> [COSE DA FARE]:
A: Indica se ciascuna delle seguenti affermazioni concorda con il brano sul compenso sportivo, rispondendo sì o no e citando le parole del brano che lo stabiliscono. (i) Il tesseramento della persona fisica alla Federazione assume rilevanza. (ii) Pilates e yoga sono discipline riconosciute da una Federazione. (iii) Il brano ritiene pienamente condivisibile includere tra le figure sportive gli addetti al salvamento che operano negli spazi di nuoto libero.
B: Spiega, in base al brano sul compenso sportivo, perché resta dubbio che il compenso sportivo possa essere erogato per attività come pilates e yoga.
C: Riscrivi sotto forma di elenco il paragrafo del brano sul compenso sportivo che inizia con "Il primo è il riferimento", mantenendone i fatti principali.

> [BRANO SCELTO]:

-*-*-

2.      Che il soggetto percettore svolga mansioni rientranti, sulla base dei regolamenti e delle indicazioni fornite dalle singole federazioni, tra quelle necessarie per lo svolgimento delle attività sportivo – dilettantistiche così come regolamentate dalle singole Federazioni”

 

         Sulla base di tale previsione acquista anche rilevanza il tesseramento della persona fisica alla Federazione che ne testimonia il riconoscimento della attività.

 

Se il perimetro della chiarezza si è definito, rimane la consapevolezza di alcuni punti ancora possibile fonte di contenzioso.

 

         Il primo è il riferimento, espressamente indicato nella circolare, degli addetti al salvamento. Se, in presenza di attività agonistiche o di corsi propedeutici in vasca, appare compatibile e coerente la ricomprensione anche di queste figure nell’ambito di quelle “sportive”, meno condivisibile apparirebbe la ricomprensione in tale ambito per le attività svolte dagli addetti al salvamento negli spazi c.d. di “nuoto libero” o per tutte quelle attività non strettamente sportive che possono essere poste in essere in vasca (vedi attività per neonati o similari).

 

         Si pone, poi, il problema di quelle discipline riconosciute solo dagli enti di promozione sportiva e non da una Federazione o da una disciplina sportiva associata aderente Coni (vedi, ad esempio, pilates, yoga, ecc).  Infatti, mentre non appare dubbio alcuno che il compenso sportivo possa essere erogato per la pratica svolta nell’ambito degli enti di promozione di discipline riconosciute come tali da Federazioni, dubbia rimane per quelle attività, tipo quelle in precedenza citate, che sono svolte dagli enti ma che non hanno, come tipologia di esercizio, un analogo riconoscimento all’interno di una Federazione o Disciplina sportiva associata.

-*-*-

Voci di etichettatura della posizione degli oggetti:
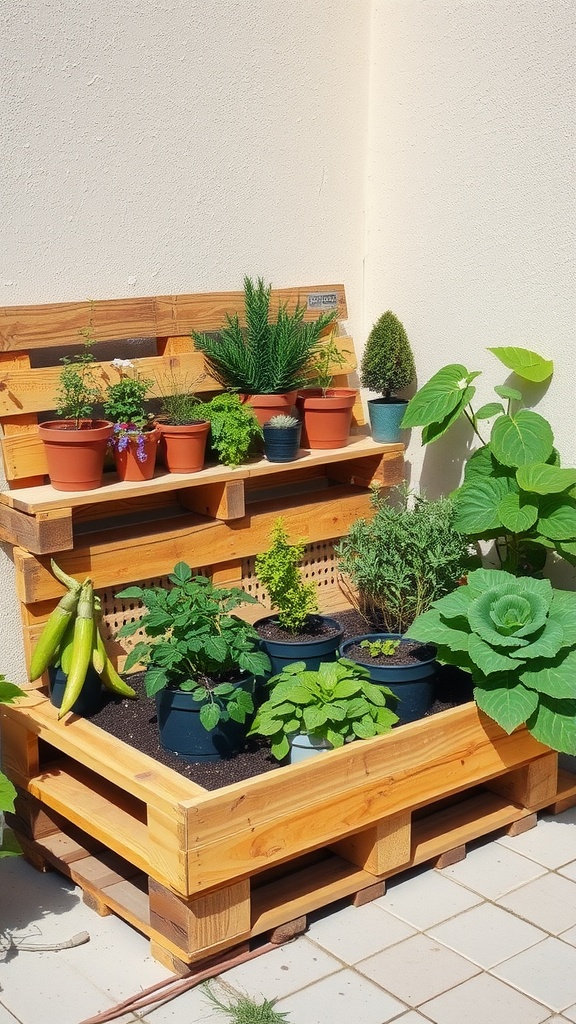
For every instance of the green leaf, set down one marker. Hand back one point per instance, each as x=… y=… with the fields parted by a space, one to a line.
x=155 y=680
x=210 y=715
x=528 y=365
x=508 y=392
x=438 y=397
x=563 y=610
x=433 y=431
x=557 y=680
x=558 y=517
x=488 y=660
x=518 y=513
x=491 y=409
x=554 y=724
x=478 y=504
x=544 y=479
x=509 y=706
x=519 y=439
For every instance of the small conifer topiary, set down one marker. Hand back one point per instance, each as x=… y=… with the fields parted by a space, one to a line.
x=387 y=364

-*-*-

> [SOLUZIONI COMPLETE]:
A:
(i) Sì: "Sulla base di tale previsione acquista anche rilevanza il tesseramento della persona fisica alla Federazione che ne testimonia il riconoscimento della attività."
(ii) No: "discipline riconosciute solo dagli enti di promozione sportiva e non da una Federazione o da una disciplina sportiva associata aderente Coni (vedi, ad esempio, pilates, yoga, ecc)".
(iii) No: "meno condivisibile apparirebbe la ricomprensione in tale ambito per le attività svolte dagli addetti al salvamento negli spazi c.d. di “nuoto libero”".

B: Queste attività sono svolte dagli enti di promozione sportiva. Però, come tipologia di esercizio, non hanno un riconoscimento analogo all'interno di una Federazione o di una Disciplina sportiva associata. Non c'è invece alcun dubbio per la pratica svolta negli enti di promozione in discipline riconosciute come tali dalle Federazioni.

C:
- Il primo punto che può generare contenzioso è il riferimento agli addetti al salvamento, indicati espressamente nella circolare.
- In presenza di attività agonistiche o di corsi propedeutici in vasca, includere queste figure tra quelle "sportive" appare compatibile e coerente.
- Sarebbe meno condivisibile includervi le attività degli addetti al salvamento negli spazi di "nuoto libero".
- Lo stesso vale per le attività in vasca non strettamente sportive, come quelle per neonati o simili.